Problem statement:
Your task is to transcribe the entries below exactly, beginning with the line containing "location, like (94,392)." and ending with the final line, and to add nothing else.

Material supplied:
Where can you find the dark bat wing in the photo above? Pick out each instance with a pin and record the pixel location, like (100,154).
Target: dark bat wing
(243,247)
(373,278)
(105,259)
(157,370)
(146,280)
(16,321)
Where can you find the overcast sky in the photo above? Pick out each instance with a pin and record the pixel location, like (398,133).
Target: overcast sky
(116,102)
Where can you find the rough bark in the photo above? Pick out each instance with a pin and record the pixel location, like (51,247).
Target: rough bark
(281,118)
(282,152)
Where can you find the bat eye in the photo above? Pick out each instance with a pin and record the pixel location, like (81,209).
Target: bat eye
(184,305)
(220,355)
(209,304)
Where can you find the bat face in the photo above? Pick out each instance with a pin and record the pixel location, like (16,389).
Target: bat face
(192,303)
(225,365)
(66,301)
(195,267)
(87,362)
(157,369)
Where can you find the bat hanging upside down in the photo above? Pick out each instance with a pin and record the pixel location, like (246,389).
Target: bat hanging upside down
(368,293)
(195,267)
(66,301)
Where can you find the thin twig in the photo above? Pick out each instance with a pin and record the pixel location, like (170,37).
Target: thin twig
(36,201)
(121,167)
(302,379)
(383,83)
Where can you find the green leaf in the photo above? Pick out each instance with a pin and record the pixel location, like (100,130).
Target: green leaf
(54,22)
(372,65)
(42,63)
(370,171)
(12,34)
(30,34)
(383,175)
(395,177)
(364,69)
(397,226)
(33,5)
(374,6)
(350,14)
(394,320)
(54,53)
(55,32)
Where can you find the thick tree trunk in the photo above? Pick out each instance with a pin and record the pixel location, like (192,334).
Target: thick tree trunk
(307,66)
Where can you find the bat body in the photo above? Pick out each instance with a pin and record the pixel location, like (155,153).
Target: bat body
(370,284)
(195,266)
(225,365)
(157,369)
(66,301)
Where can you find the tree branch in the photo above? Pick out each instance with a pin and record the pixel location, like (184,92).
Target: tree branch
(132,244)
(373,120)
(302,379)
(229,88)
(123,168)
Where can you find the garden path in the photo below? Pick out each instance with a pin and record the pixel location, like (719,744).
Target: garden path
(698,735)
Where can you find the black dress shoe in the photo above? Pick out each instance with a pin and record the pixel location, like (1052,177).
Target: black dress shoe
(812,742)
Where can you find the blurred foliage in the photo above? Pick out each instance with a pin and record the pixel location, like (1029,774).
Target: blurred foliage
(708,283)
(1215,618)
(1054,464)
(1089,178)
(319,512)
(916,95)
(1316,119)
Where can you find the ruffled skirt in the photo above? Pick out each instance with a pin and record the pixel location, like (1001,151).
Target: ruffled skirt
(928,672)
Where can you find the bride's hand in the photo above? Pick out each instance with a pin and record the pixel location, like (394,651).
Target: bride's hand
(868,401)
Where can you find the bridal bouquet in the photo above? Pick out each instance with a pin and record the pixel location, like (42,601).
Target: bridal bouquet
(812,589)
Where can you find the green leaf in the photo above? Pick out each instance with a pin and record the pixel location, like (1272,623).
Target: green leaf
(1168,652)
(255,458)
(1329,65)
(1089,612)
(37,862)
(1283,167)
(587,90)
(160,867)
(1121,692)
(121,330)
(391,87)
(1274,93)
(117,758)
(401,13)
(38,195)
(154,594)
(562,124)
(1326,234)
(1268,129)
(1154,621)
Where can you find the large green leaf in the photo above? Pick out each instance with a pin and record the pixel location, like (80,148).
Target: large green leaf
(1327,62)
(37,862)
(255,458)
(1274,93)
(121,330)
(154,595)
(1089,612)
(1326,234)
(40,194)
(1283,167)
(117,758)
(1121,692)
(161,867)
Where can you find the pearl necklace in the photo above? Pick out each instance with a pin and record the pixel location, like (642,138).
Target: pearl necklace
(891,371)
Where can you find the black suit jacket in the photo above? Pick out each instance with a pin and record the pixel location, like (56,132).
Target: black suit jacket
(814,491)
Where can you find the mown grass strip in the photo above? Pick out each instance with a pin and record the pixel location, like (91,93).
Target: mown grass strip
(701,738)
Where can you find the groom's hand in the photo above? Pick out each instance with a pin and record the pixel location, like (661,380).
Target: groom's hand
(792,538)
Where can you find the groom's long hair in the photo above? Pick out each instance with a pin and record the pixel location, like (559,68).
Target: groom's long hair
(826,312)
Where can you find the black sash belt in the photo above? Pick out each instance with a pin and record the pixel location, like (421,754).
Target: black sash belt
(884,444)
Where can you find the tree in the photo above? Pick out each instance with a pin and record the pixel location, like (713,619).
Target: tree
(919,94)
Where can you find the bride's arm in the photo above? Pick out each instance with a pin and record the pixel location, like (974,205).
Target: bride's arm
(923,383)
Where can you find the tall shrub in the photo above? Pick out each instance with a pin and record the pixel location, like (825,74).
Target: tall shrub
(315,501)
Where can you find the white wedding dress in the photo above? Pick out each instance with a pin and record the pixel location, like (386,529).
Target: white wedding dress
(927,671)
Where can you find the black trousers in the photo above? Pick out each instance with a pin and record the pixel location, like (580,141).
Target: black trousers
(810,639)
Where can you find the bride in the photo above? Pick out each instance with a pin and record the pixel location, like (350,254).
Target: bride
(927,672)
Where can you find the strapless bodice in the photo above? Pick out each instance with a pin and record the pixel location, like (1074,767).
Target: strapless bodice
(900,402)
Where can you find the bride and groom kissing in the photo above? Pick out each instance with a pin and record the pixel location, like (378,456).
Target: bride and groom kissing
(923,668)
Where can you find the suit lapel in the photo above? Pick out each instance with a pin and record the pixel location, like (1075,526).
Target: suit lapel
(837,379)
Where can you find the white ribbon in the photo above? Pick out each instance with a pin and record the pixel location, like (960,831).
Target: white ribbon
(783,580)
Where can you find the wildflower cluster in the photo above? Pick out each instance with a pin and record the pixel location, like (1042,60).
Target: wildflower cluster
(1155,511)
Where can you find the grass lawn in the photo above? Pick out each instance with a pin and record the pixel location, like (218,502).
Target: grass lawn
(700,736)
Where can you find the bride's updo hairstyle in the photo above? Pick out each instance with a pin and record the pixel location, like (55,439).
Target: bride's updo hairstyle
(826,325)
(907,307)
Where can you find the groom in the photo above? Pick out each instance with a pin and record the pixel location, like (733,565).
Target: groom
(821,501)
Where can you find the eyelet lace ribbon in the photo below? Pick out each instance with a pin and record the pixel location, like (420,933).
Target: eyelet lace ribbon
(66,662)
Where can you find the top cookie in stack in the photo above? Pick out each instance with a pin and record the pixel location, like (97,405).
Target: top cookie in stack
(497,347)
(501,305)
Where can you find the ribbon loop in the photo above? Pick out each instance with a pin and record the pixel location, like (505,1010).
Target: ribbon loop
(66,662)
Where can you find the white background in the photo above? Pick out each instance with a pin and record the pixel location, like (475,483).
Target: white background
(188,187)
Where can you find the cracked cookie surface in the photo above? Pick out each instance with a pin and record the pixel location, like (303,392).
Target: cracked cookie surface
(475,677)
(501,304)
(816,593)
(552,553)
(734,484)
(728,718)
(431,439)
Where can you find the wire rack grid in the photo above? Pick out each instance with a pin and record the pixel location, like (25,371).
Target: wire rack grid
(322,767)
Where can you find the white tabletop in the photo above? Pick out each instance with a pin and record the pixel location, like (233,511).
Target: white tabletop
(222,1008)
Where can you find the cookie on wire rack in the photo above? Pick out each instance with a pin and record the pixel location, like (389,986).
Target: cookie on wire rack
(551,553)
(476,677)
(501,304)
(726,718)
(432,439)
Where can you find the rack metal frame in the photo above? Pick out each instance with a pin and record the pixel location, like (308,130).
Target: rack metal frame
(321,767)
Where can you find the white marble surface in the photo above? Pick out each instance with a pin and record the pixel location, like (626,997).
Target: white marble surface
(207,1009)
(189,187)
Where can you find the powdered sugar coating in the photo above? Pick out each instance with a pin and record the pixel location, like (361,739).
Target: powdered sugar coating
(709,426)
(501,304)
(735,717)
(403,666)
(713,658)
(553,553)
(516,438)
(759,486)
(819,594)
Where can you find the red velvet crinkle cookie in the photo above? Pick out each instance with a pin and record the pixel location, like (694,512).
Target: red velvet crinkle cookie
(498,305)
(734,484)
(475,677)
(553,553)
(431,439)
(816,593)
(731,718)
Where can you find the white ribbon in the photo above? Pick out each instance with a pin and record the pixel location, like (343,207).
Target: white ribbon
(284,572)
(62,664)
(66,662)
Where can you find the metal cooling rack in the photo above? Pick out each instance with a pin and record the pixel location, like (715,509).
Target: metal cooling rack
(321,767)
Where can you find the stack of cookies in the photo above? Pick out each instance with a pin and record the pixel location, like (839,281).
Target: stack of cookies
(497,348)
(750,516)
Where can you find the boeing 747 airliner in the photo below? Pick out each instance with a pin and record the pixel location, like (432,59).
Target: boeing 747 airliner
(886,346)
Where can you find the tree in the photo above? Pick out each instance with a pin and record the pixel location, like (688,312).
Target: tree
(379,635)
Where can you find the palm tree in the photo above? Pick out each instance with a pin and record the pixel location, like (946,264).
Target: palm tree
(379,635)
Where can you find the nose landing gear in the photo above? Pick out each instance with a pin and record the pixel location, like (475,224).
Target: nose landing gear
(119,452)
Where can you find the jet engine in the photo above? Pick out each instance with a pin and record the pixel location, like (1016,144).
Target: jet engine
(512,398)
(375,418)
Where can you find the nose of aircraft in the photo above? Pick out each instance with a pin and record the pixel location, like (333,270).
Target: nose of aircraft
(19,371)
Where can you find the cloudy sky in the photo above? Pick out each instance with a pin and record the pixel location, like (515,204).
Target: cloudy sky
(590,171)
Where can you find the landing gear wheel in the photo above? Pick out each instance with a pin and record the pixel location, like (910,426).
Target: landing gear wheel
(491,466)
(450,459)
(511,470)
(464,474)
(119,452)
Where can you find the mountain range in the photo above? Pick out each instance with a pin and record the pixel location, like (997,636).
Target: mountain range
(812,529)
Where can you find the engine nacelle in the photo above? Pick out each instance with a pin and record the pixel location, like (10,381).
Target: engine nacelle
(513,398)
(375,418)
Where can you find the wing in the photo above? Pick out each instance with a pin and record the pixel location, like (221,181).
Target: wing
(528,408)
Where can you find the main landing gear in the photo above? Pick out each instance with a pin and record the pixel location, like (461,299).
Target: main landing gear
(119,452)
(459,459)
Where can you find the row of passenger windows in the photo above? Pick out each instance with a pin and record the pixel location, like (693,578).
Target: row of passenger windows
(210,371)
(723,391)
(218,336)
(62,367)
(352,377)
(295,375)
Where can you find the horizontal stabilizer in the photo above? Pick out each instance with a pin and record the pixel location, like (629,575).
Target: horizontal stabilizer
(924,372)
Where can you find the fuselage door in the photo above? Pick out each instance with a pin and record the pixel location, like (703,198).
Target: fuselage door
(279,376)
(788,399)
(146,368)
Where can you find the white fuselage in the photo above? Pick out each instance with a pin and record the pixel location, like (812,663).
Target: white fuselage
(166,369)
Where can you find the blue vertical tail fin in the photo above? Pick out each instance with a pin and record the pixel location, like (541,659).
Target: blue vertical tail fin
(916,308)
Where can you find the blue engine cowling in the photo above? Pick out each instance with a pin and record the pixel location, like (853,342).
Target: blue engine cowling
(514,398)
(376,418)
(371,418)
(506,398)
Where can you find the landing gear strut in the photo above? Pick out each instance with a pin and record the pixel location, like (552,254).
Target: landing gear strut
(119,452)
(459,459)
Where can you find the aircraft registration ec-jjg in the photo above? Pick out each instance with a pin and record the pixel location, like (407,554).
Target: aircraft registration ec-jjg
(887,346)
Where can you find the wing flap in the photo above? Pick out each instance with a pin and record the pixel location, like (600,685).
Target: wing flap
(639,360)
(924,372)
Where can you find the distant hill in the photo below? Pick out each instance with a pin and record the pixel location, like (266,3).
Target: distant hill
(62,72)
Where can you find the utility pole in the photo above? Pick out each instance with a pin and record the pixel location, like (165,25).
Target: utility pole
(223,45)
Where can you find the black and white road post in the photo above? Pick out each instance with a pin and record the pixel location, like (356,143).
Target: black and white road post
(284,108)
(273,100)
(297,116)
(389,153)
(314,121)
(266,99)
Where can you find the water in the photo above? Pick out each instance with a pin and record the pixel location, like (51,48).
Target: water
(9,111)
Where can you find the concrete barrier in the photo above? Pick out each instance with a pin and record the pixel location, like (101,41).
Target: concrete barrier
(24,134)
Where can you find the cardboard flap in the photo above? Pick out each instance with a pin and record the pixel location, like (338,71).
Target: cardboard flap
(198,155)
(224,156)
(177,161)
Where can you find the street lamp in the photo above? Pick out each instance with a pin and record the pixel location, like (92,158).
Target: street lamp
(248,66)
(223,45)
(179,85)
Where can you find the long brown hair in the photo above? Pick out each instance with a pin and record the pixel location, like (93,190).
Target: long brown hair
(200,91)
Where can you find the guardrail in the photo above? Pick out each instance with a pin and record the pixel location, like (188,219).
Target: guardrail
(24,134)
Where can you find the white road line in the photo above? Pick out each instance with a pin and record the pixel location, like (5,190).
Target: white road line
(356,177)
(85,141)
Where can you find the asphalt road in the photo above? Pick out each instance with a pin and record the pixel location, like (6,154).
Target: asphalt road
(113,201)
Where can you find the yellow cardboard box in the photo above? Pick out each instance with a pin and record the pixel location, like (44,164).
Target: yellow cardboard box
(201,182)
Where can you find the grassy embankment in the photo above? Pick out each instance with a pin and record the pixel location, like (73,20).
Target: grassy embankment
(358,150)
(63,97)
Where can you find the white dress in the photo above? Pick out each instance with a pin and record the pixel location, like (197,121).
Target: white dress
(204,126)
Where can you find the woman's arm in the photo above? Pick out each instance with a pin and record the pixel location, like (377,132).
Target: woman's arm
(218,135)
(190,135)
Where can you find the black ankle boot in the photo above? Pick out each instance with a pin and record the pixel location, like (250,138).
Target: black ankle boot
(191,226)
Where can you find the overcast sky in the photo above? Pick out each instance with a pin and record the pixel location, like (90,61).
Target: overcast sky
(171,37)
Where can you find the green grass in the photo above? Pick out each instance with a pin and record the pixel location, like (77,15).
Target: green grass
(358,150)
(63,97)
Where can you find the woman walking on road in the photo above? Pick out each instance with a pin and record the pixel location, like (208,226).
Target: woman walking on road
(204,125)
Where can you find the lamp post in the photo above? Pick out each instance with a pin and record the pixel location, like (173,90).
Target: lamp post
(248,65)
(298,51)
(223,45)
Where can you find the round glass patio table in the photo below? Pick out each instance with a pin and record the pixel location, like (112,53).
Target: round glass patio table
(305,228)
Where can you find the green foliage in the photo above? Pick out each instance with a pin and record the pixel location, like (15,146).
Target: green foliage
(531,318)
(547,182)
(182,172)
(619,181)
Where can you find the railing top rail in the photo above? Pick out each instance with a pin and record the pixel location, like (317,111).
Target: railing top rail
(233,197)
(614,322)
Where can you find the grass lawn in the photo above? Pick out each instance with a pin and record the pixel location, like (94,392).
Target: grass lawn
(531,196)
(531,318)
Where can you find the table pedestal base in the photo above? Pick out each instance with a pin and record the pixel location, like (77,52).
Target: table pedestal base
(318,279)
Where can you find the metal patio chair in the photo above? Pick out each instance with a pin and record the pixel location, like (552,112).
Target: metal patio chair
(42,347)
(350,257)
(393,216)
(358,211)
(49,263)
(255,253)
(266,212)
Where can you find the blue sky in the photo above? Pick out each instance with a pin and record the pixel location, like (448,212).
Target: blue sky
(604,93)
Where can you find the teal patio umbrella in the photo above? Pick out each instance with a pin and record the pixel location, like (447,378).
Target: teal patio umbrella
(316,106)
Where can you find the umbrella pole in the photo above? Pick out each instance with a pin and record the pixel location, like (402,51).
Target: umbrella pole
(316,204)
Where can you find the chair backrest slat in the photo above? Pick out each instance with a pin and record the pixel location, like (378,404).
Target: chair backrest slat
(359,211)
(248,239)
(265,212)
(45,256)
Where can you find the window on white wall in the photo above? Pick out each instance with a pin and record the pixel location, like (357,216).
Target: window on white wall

Output of the task:
Where can you find the grass lawn in the photo above? Pick out each instance with a pin and record the pixel location, like (94,392).
Target: grass lawn
(531,196)
(531,318)
Where can you find the table pedestal base in the photo above? Pick out each instance with a pin and record the pixel location, like (77,52).
Target: table pedestal base
(318,279)
Where can you find the metal patio chair in the photo above? Pick out each instance with a pin and record the pixel location, like (552,112).
Target: metal patio chair
(42,347)
(350,257)
(393,216)
(358,211)
(49,263)
(255,253)
(266,212)
Where can you find the blue sky in the photo above? Pick out each instance with a pin and record the pixel location, like (448,212).
Target: blue sky
(604,93)
Where can you find the teal patio umbrella in the photo above? Pick out each instance with a pin and record the pixel location, like (447,378).
Target: teal patio umbrella
(316,106)
Where can you find the umbrella pole in the photo above? Pick out each instance with a pin and record the pixel location, like (402,51).
Target: umbrella pole
(316,204)
Where can you find the chair backrest slat in the photo above? Pick out each instance with a pin and record the pixel location, like (378,404).
Target: chair backrest slat
(359,211)
(248,239)
(265,212)
(45,256)
Where can you find the window on white wall in the photo above? Pick out each instance with a pin and record the pixel location, like (357,216).
Target: window on white wall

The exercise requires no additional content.